To-do list:
1) From the tutorial on editing image pixels, list every pixel position that the code prints.
2) Answer these from the tutorial on editing image pixels:
(a) What size is the image?
(b) What value is written to each pixel to make it white?
(c) Where do the changes take effect when the pixels are altered?
3) Write the next part of the tutorial on editing image pixels, starting right after its last line of code.

Recall, jpgs are just matricies pixes, which record the intensities of three colors: Red Green and Blue. This is encoded with a python image object as a three dimensional array, i.e., a matrix of triplicate numbers. This image is of size 368 x 400, so we can access pixels in x and y dimensions with indices up to those numbers! (Note: Our image object is only a generator, so the pixels are not actually retrieved unless they are loaded.)

In [None]:
px = image_object.load()
print(px[0,0])
print(px[183,199])
print(px[183,100])

To change a pixel to black, all we have to do is zero-out each of the bytes. To change a pixel to white, all we have to do is 255 (recall: there are 256 ways to arrange a single byte). We can do these operations for a bunch of pixes by double looping. (Note: When we alter the pixels, the changes take effect in the image object.)

In [None]:
for i in range(100):
    for j in range(100):
        px[i,j] = (0,0,0)

for i in range(200,301):
    for j in range(200,301):
        px[i,j] = (255,255,255)

Supplied records:
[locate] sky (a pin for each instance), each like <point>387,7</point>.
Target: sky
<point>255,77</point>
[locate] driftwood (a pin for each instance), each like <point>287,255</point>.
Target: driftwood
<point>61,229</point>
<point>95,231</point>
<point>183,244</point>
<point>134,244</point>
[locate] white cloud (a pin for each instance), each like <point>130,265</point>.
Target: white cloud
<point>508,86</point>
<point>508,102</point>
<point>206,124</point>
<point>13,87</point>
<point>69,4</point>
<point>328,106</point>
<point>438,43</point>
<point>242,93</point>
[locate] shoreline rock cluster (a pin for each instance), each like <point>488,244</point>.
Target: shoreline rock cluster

Exercise answers:
1)
[0,0]
[183,199]
[183,100]

2)
(a) 368 x 400
(b) 255 for each color, written as (255,255,255)
(c) In the image object

3)
display(image_object)

In [None]:
for i in range(268,368):
    for j in range(300,400):
        px[i,j] = (0,0,0)
display(image_object)

All you have to do is change the RBG intensities to make a variety of colors.

In [None]:
for i in range(0,368):
    for j in range(200,301):
        px[i,j] = ((i + j) % 256,i % 256,j % 256)
display(image_object)

#### What about features here?
Features in images take on physical meanings, perhaps related to how we recognize things. So, for faces this might be the distances between eyes. However this means figuring out where the eyes are first.

In [None]:
for i in range(166,206):
    for j in range(101,141):
        px[i,j] = px[i,j] = (0,0,0)

for i in range(246,286):
    for j in range(101,141):
        px[i,j] = px[i,j] = (0,0,0)
display(image_object)

So, it looks like the eyes here are about 80 pixels apart. The measurement of this feature might discern our smile from other smiles whose eyes are wider apart. For fun, let's reload the data (since we kind of wrecked it) and give our smile some crazy eyes!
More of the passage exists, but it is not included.